● **Text section**
────────
The modern, artistic collection is made using traditional Indian weaves
July 19, 2021: Proudly representing Indian heritage on the global stage, coupled with her conceptual design language, designer Vaishali Shandangule presented her debut couture collection at the Paris Haute Couture Week 2021.
The first woman designer, and one of the two international guest designers that have been invited by the Fédération de la Haute Couture et de la Mode, Ms. Shandangule’s debut added the extra sparkle to the celebration of two decades of her label.
Presented live at an iconic landmark on the left bank in Paris, Lycée Victor Duruy, the show titled ‘Shwas’ which means breath in Sanskrit, made history in Indian fashion and also marked a groundbreaking moment for the label.
Drawing her inspiration from two things indispensable to designers - breath and thread, Ms. Shandangule was struck by the parallel between this instinctive, involuntary biological function and thread, an equally essential element of the fashion industry.
This collection not only showcased her unique talent for easily blending traditional weaves and techniques with dramatic silhouettes, but also her unique interpretation of nature and its flow of energy.
The 30 garments in this futuristic collection featured craftsmanship from all over India, including indigenous weaves from West Bengal, Khun from Karnataka and Merino wool woven in Maheshwar. Comprising of darker hues, and known as ‘wearable art’, this collection included some of the designer’s signature techniques such as engineered deconstruction, texturing and cording. The presentation was partnered with Forevermark, a diamond brand from the De Beers Group.
Vaishali speaks of her showcase at PHCW with elation, “As an Indian woman showcasing at the pinnacle of global couture, this is a significant milestone. India has a strong design language in terms of craftsmanship combined with social impact, richness of technique beyond embroidery or plain manufacturing. The idea was to put the Indian peace on the highest platform, in its purest form.”
But more than a personal milestone, she also talked to WWD about the crisis that the pandemic has brought upon the Indian textile sector. By showcasing the beautiful textiles, handmade fabrics and threads, she feels that she attempts to bring some hope to the approximately 900 families spread all over the country, that depend on her business.
────────
● **Work instructions**
(1) In the article on the Shwas collection, rewrite the paragraph beginning "The 30 garments in this futuristic collection" as a bulleted list, keeping its main facts.
(2) Translate this sentence from the article on the Shwas collection into Spanish: "Presented live at an iconic landmark on the left bank in Paris, Lycée Victor Duruy, the show titled ‘Shwas’ which means breath in Sanskrit, made history in Indian fashion and also marked a groundbreaking moment for the label."
(3) According to the article on the Shwas collection, roughly how many families depend on the designer's business?

● **Dataset records**
────────
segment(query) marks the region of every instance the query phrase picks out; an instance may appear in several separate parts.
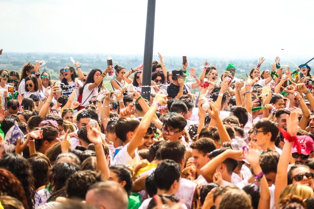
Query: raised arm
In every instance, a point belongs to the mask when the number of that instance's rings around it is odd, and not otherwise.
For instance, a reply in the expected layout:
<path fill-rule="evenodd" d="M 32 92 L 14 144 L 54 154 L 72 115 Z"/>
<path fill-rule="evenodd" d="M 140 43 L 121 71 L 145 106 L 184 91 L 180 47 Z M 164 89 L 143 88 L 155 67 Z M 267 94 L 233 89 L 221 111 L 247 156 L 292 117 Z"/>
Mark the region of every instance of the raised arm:
<path fill-rule="evenodd" d="M 107 67 L 106 70 L 105 70 L 105 72 L 103 72 L 101 76 L 98 77 L 96 81 L 88 86 L 88 90 L 91 90 L 93 89 L 98 87 L 100 85 L 101 81 L 104 79 L 104 78 L 106 76 L 106 74 L 110 71 L 112 71 L 112 67 L 111 66 L 108 66 Z"/>
<path fill-rule="evenodd" d="M 154 99 L 154 102 L 141 121 L 137 131 L 127 146 L 127 152 L 131 157 L 134 157 L 134 152 L 136 148 L 143 144 L 143 137 L 145 136 L 147 128 L 149 127 L 153 117 L 155 114 L 155 112 L 158 107 L 158 104 L 160 104 L 165 99 L 166 96 L 163 94 L 158 93 L 156 94 Z M 120 111 L 123 111 L 123 110 L 120 110 Z"/>
<path fill-rule="evenodd" d="M 78 80 L 81 81 L 83 81 L 84 79 L 84 74 L 81 69 L 81 67 L 79 66 L 79 62 L 75 61 L 75 63 L 74 64 L 76 67 L 76 70 L 78 70 Z"/>
<path fill-rule="evenodd" d="M 293 112 L 290 115 L 287 114 L 287 130 L 291 137 L 296 136 L 298 132 L 299 114 Z M 291 149 L 293 142 L 286 140 L 282 149 L 282 153 L 279 158 L 277 166 L 277 174 L 275 182 L 275 202 L 278 203 L 281 192 L 288 185 L 288 176 L 287 170 L 289 165 Z"/>
<path fill-rule="evenodd" d="M 108 180 L 110 174 L 105 151 L 102 147 L 102 139 L 101 136 L 101 133 L 100 130 L 95 128 L 90 130 L 89 123 L 87 125 L 87 138 L 91 142 L 95 145 L 97 170 L 101 172 L 105 179 Z"/>

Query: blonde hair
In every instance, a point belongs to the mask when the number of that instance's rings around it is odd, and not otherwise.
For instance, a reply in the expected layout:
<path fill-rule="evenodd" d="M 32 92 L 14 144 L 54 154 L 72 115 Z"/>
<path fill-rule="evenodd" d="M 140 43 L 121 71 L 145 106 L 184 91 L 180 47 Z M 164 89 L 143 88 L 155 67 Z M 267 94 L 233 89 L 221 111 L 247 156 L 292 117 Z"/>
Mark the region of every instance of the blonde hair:
<path fill-rule="evenodd" d="M 68 129 L 69 133 L 74 132 L 74 126 L 72 122 L 67 120 L 63 121 L 63 128 L 65 131 L 66 132 L 67 130 Z"/>
<path fill-rule="evenodd" d="M 279 202 L 286 197 L 289 195 L 295 195 L 302 200 L 307 199 L 314 196 L 313 190 L 309 186 L 303 184 L 290 184 L 284 189 L 280 194 Z"/>

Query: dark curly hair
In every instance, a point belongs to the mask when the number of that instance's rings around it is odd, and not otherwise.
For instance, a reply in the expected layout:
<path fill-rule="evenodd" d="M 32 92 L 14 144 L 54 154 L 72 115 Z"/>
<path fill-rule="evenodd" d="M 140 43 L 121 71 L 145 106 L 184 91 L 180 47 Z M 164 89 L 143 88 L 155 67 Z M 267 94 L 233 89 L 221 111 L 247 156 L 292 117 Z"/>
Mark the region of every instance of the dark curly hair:
<path fill-rule="evenodd" d="M 158 76 L 161 77 L 161 79 L 162 80 L 162 83 L 165 84 L 165 75 L 161 71 L 155 71 L 152 73 L 152 81 L 154 81 L 155 79 Z"/>
<path fill-rule="evenodd" d="M 21 182 L 13 174 L 3 168 L 0 168 L 0 195 L 15 197 L 22 202 L 25 209 L 29 208 Z"/>
<path fill-rule="evenodd" d="M 0 167 L 9 170 L 21 183 L 30 208 L 33 208 L 35 197 L 35 179 L 31 167 L 26 159 L 16 153 L 7 153 L 0 159 Z"/>
<path fill-rule="evenodd" d="M 129 196 L 132 190 L 132 173 L 131 171 L 124 165 L 111 165 L 109 167 L 109 169 L 117 175 L 118 183 L 121 183 L 123 181 L 126 182 L 124 188 L 127 193 L 127 196 Z"/>

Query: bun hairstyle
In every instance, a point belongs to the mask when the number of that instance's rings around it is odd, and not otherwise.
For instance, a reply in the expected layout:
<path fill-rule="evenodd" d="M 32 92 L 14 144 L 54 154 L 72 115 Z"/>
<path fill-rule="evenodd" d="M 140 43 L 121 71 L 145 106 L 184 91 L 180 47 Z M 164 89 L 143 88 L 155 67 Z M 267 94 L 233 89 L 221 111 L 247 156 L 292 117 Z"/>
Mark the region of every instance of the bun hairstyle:
<path fill-rule="evenodd" d="M 125 70 L 125 67 L 116 65 L 116 66 L 115 66 L 115 69 L 116 70 L 116 75 L 117 76 L 118 75 L 117 74 L 117 73 L 119 73 L 119 72 L 122 69 Z"/>

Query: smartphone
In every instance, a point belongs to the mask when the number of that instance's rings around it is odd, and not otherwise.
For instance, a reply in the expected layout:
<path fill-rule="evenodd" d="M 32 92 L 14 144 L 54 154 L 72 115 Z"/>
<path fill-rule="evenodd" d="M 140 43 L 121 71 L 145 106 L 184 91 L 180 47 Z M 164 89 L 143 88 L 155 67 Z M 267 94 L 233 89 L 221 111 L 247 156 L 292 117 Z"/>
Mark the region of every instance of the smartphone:
<path fill-rule="evenodd" d="M 46 61 L 44 60 L 42 60 L 41 61 L 39 61 L 39 66 L 40 67 L 46 64 Z"/>

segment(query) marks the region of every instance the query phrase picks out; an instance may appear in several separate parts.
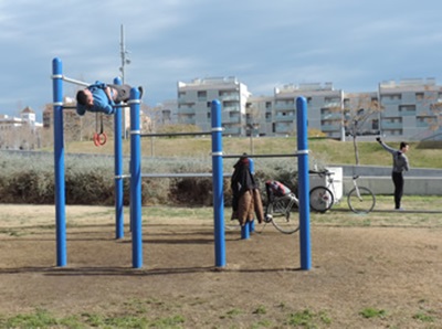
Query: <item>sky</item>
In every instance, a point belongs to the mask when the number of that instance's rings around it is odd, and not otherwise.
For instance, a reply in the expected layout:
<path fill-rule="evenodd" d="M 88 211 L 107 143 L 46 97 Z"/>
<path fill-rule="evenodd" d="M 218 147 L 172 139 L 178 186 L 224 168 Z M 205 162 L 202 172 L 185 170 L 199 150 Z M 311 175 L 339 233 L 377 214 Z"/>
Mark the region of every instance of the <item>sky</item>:
<path fill-rule="evenodd" d="M 440 0 L 0 0 L 0 114 L 52 103 L 52 61 L 63 74 L 143 85 L 149 106 L 177 83 L 235 76 L 254 96 L 328 83 L 376 91 L 383 81 L 442 85 Z M 65 96 L 78 86 L 65 83 Z"/>

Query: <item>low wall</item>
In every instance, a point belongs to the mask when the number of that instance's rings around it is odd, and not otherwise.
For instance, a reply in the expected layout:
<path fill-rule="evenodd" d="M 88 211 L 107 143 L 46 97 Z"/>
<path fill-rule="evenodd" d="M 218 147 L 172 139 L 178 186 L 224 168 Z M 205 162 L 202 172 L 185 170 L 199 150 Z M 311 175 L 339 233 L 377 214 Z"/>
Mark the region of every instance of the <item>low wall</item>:
<path fill-rule="evenodd" d="M 403 194 L 407 195 L 442 195 L 441 177 L 404 177 Z M 352 189 L 351 177 L 343 179 L 345 193 Z M 392 194 L 394 185 L 391 177 L 361 176 L 358 179 L 359 187 L 369 188 L 375 194 Z"/>

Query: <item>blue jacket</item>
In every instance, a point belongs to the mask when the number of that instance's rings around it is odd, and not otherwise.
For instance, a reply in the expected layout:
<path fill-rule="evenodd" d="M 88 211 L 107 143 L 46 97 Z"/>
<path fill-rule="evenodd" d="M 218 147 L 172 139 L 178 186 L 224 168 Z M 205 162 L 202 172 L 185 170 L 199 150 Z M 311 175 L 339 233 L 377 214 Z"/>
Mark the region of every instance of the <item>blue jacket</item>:
<path fill-rule="evenodd" d="M 87 87 L 91 91 L 92 96 L 94 97 L 94 105 L 88 108 L 84 105 L 76 104 L 76 113 L 82 116 L 85 114 L 86 110 L 90 112 L 102 112 L 105 114 L 114 114 L 114 100 L 107 98 L 105 93 L 106 84 L 99 81 L 95 82 L 95 84 Z"/>

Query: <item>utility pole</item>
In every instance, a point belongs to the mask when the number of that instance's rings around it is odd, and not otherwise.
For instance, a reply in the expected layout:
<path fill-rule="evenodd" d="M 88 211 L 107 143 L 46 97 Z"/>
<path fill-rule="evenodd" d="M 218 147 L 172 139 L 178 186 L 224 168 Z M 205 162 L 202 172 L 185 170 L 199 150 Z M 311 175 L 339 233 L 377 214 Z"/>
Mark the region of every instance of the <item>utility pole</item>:
<path fill-rule="evenodd" d="M 124 25 L 122 24 L 122 30 L 120 30 L 120 39 L 119 39 L 119 49 L 120 49 L 120 55 L 122 55 L 122 66 L 119 67 L 119 71 L 122 72 L 122 83 L 125 83 L 125 66 L 126 64 L 130 64 L 130 60 L 127 59 L 127 54 L 129 53 L 126 51 L 126 45 L 125 45 L 125 40 L 124 40 Z M 127 138 L 127 130 L 126 130 L 126 107 L 122 107 L 123 112 L 123 135 L 124 139 Z"/>

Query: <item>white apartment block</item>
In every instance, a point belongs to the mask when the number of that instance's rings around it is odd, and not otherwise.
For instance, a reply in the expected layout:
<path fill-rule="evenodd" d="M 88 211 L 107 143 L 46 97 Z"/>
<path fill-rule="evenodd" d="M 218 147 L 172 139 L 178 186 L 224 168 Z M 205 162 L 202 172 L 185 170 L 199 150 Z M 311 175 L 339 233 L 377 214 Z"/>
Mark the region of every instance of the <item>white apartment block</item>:
<path fill-rule="evenodd" d="M 245 104 L 248 87 L 235 77 L 198 78 L 191 83 L 178 82 L 177 121 L 197 125 L 202 131 L 211 130 L 211 102 L 221 103 L 221 123 L 224 134 L 244 135 L 246 130 Z"/>
<path fill-rule="evenodd" d="M 379 100 L 382 135 L 408 140 L 441 139 L 442 87 L 434 78 L 382 82 Z"/>
<path fill-rule="evenodd" d="M 308 129 L 344 140 L 382 135 L 390 139 L 442 139 L 442 87 L 435 79 L 382 82 L 377 91 L 346 93 L 332 83 L 285 85 L 272 96 L 252 96 L 234 77 L 178 83 L 177 121 L 210 130 L 210 104 L 222 104 L 224 134 L 286 136 L 296 132 L 296 98 L 307 99 Z M 357 127 L 357 129 L 354 129 Z"/>

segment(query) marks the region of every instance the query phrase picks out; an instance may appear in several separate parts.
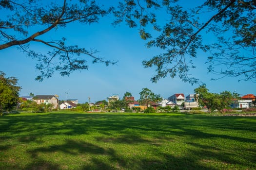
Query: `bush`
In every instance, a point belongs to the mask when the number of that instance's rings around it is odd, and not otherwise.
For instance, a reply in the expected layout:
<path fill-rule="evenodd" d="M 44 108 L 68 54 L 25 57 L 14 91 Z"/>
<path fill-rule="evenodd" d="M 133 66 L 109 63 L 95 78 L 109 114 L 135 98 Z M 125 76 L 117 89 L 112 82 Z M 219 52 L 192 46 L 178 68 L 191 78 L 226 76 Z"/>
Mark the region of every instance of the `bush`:
<path fill-rule="evenodd" d="M 144 113 L 155 113 L 156 110 L 152 107 L 148 107 L 146 109 L 144 110 Z"/>
<path fill-rule="evenodd" d="M 193 108 L 191 108 L 190 109 L 190 110 L 201 110 L 202 109 L 202 108 L 200 107 L 193 107 Z"/>
<path fill-rule="evenodd" d="M 189 112 L 187 112 L 187 113 L 191 114 L 205 114 L 205 112 L 200 110 L 192 110 Z"/>
<path fill-rule="evenodd" d="M 140 112 L 141 108 L 139 107 L 133 107 L 133 110 L 134 110 L 136 112 Z"/>
<path fill-rule="evenodd" d="M 243 110 L 243 112 L 256 112 L 256 108 L 255 108 L 255 107 L 247 108 L 245 109 L 244 109 L 242 110 Z"/>
<path fill-rule="evenodd" d="M 133 109 L 124 109 L 124 112 L 131 113 L 133 112 Z"/>
<path fill-rule="evenodd" d="M 179 108 L 176 105 L 172 108 L 172 111 L 173 112 L 179 112 Z"/>

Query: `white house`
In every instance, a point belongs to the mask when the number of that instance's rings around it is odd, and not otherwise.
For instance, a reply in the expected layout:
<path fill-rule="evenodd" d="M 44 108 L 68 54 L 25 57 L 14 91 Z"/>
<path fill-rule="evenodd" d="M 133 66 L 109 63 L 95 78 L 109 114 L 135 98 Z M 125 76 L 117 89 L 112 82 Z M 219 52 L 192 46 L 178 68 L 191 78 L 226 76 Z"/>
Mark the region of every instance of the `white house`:
<path fill-rule="evenodd" d="M 37 104 L 53 104 L 54 109 L 58 109 L 59 106 L 58 96 L 55 95 L 37 95 L 33 97 L 33 100 Z"/>
<path fill-rule="evenodd" d="M 66 101 L 62 102 L 59 105 L 59 109 L 71 109 L 77 107 L 77 104 L 70 101 Z"/>
<path fill-rule="evenodd" d="M 231 107 L 235 108 L 249 108 L 250 103 L 252 103 L 251 100 L 234 100 L 231 104 Z"/>
<path fill-rule="evenodd" d="M 160 105 L 162 107 L 166 107 L 167 106 L 170 106 L 172 107 L 173 107 L 176 104 L 173 102 L 170 101 L 169 100 L 164 99 L 161 102 L 158 103 L 158 105 Z"/>
<path fill-rule="evenodd" d="M 110 102 L 117 101 L 118 100 L 119 100 L 119 96 L 118 94 L 113 94 L 108 98 L 108 105 L 110 105 Z"/>
<path fill-rule="evenodd" d="M 183 93 L 177 93 L 171 96 L 167 99 L 180 106 L 185 102 L 185 96 Z"/>

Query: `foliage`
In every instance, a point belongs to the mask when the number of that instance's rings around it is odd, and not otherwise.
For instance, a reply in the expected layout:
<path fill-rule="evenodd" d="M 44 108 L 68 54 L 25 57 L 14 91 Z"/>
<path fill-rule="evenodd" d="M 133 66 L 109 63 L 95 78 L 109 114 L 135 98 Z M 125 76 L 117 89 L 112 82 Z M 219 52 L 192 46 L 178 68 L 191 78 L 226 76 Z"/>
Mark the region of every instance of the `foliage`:
<path fill-rule="evenodd" d="M 122 108 L 125 107 L 125 102 L 123 100 L 118 100 L 110 102 L 110 108 L 115 109 L 116 112 L 121 110 Z"/>
<path fill-rule="evenodd" d="M 84 103 L 78 103 L 76 108 L 72 108 L 71 110 L 78 111 L 87 112 L 89 110 L 89 103 L 87 102 Z"/>
<path fill-rule="evenodd" d="M 140 112 L 141 108 L 139 107 L 133 107 L 133 110 L 136 111 L 136 112 Z"/>
<path fill-rule="evenodd" d="M 0 71 L 0 115 L 3 111 L 8 111 L 18 104 L 19 93 L 21 87 L 18 85 L 18 79 L 7 77 Z"/>
<path fill-rule="evenodd" d="M 132 93 L 127 91 L 123 95 L 123 101 L 125 102 L 125 108 L 126 109 L 130 109 L 129 104 L 133 102 L 129 98 L 132 96 Z"/>
<path fill-rule="evenodd" d="M 76 70 L 88 69 L 84 56 L 91 58 L 93 63 L 100 62 L 108 66 L 116 63 L 96 56 L 96 50 L 68 45 L 65 37 L 57 40 L 43 36 L 75 22 L 85 25 L 97 23 L 112 8 L 102 9 L 94 0 L 7 0 L 0 1 L 0 10 L 2 14 L 0 50 L 16 46 L 38 61 L 36 68 L 40 74 L 36 78 L 37 80 L 50 77 L 55 71 L 65 76 Z M 46 53 L 35 51 L 29 47 L 30 43 L 46 46 L 51 51 Z"/>
<path fill-rule="evenodd" d="M 256 112 L 256 108 L 254 108 L 254 107 L 247 108 L 246 109 L 242 109 L 242 111 L 243 112 Z"/>
<path fill-rule="evenodd" d="M 106 106 L 108 105 L 108 102 L 107 102 L 105 100 L 98 101 L 98 102 L 95 102 L 95 104 L 98 104 L 98 105 L 99 105 L 100 103 L 102 103 L 102 104 L 104 104 Z"/>
<path fill-rule="evenodd" d="M 172 111 L 173 112 L 179 112 L 179 108 L 177 105 L 175 105 L 174 107 L 172 109 Z"/>
<path fill-rule="evenodd" d="M 146 105 L 147 108 L 150 102 L 154 101 L 155 99 L 155 94 L 147 88 L 142 88 L 142 90 L 139 92 L 140 97 L 138 101 L 142 105 Z"/>
<path fill-rule="evenodd" d="M 223 76 L 243 75 L 245 80 L 255 81 L 255 0 L 204 0 L 198 7 L 194 5 L 197 1 L 187 2 L 190 5 L 178 0 L 126 0 L 115 11 L 114 24 L 124 21 L 130 27 L 139 25 L 140 37 L 148 40 L 147 47 L 163 51 L 142 62 L 146 68 L 157 68 L 151 81 L 169 75 L 198 83 L 188 72 L 196 67 L 194 60 L 202 51 L 208 55 L 205 59 L 208 72 Z M 163 15 L 168 19 L 160 24 L 158 21 Z M 206 42 L 206 34 L 216 37 L 211 44 Z"/>
<path fill-rule="evenodd" d="M 216 109 L 224 113 L 223 109 L 229 106 L 234 99 L 231 93 L 227 91 L 221 92 L 219 94 L 209 92 L 205 85 L 196 88 L 194 91 L 197 94 L 199 104 L 202 106 L 206 106 L 209 113 Z"/>
<path fill-rule="evenodd" d="M 31 112 L 37 112 L 38 111 L 38 106 L 37 102 L 33 100 L 23 100 L 22 98 L 20 98 L 20 108 L 22 110 Z"/>
<path fill-rule="evenodd" d="M 124 112 L 126 112 L 126 113 L 131 113 L 132 112 L 133 112 L 133 109 L 124 109 Z"/>
<path fill-rule="evenodd" d="M 0 169 L 254 170 L 256 128 L 255 117 L 13 114 L 0 118 Z"/>
<path fill-rule="evenodd" d="M 144 110 L 144 113 L 156 113 L 156 110 L 153 107 L 149 107 Z"/>

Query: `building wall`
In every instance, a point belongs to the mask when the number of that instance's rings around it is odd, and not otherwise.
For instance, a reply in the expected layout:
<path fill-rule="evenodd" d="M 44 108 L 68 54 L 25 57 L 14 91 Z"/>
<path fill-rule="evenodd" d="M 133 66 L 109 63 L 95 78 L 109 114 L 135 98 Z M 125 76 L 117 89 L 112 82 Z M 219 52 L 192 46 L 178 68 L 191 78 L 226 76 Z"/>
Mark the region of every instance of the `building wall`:
<path fill-rule="evenodd" d="M 198 103 L 197 102 L 184 102 L 184 109 L 190 109 L 192 108 L 198 107 Z"/>

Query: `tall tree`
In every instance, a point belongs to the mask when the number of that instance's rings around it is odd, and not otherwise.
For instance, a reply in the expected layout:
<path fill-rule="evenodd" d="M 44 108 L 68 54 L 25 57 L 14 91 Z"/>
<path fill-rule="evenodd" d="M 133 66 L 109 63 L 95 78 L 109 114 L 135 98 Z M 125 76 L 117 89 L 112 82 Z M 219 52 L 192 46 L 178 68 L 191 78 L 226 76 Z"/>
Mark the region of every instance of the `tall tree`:
<path fill-rule="evenodd" d="M 126 91 L 123 95 L 123 101 L 124 101 L 125 103 L 125 107 L 126 109 L 130 108 L 129 107 L 129 104 L 133 102 L 133 101 L 131 100 L 130 98 L 132 96 L 132 93 L 127 91 Z"/>
<path fill-rule="evenodd" d="M 224 113 L 224 108 L 229 106 L 232 100 L 235 99 L 236 94 L 232 94 L 230 92 L 224 91 L 220 94 L 210 93 L 205 85 L 201 85 L 194 90 L 200 105 L 206 106 L 209 113 L 217 109 Z"/>
<path fill-rule="evenodd" d="M 76 70 L 88 69 L 86 57 L 94 63 L 114 64 L 116 62 L 96 56 L 96 51 L 67 45 L 65 37 L 53 40 L 42 36 L 75 22 L 97 23 L 111 11 L 111 8 L 103 9 L 95 0 L 1 0 L 0 50 L 16 46 L 38 61 L 36 68 L 40 74 L 36 80 L 39 81 L 51 77 L 55 71 L 64 76 Z M 31 42 L 46 46 L 52 51 L 46 53 L 34 51 L 29 47 Z"/>
<path fill-rule="evenodd" d="M 156 74 L 151 79 L 153 82 L 170 75 L 178 76 L 191 84 L 197 83 L 198 80 L 189 76 L 188 73 L 196 68 L 193 61 L 199 51 L 208 52 L 205 59 L 208 59 L 208 71 L 221 76 L 243 75 L 244 80 L 256 82 L 256 1 L 204 0 L 199 2 L 201 5 L 193 7 L 198 3 L 196 0 L 125 0 L 115 12 L 117 17 L 115 24 L 124 21 L 130 27 L 139 25 L 140 37 L 149 40 L 148 47 L 163 50 L 142 63 L 145 68 L 157 68 Z M 158 19 L 164 14 L 169 18 L 161 25 Z M 159 35 L 153 37 L 150 34 L 150 24 L 159 32 L 154 34 Z M 204 37 L 206 34 L 213 37 L 211 41 L 215 42 L 207 44 L 207 38 Z"/>
<path fill-rule="evenodd" d="M 18 79 L 7 77 L 0 71 L 0 114 L 3 111 L 8 111 L 17 105 L 19 100 L 19 93 L 21 87 L 18 85 Z"/>
<path fill-rule="evenodd" d="M 139 101 L 140 104 L 146 105 L 146 108 L 150 102 L 154 102 L 155 99 L 155 94 L 147 88 L 142 88 L 142 90 L 139 92 L 139 95 L 140 97 Z"/>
────────
● **Solved problems**
(1)
- 30 garments in a futuristic collection
- Craftsmanship from all over India, including indigenous weaves from West Bengal, Khun from Karnataka and Merino wool woven in Maheshwar
- Darker hues; known as "wearable art"
- Designer's signature techniques: engineered deconstruction, texturing and cording
- Presentation partnered with Forevermark, a diamond brand from the De Beers Group

(2) Presentado en vivo en un emblemático lugar de la orilla izquierda de París, el Lycée Victor Duruy, el desfile titulado ‘Shwas’, que significa aliento en sánscrito, hizo historia en la moda india y también marcó un momento pionero para la marca.

(3) Approximately 900 families spread all over the country.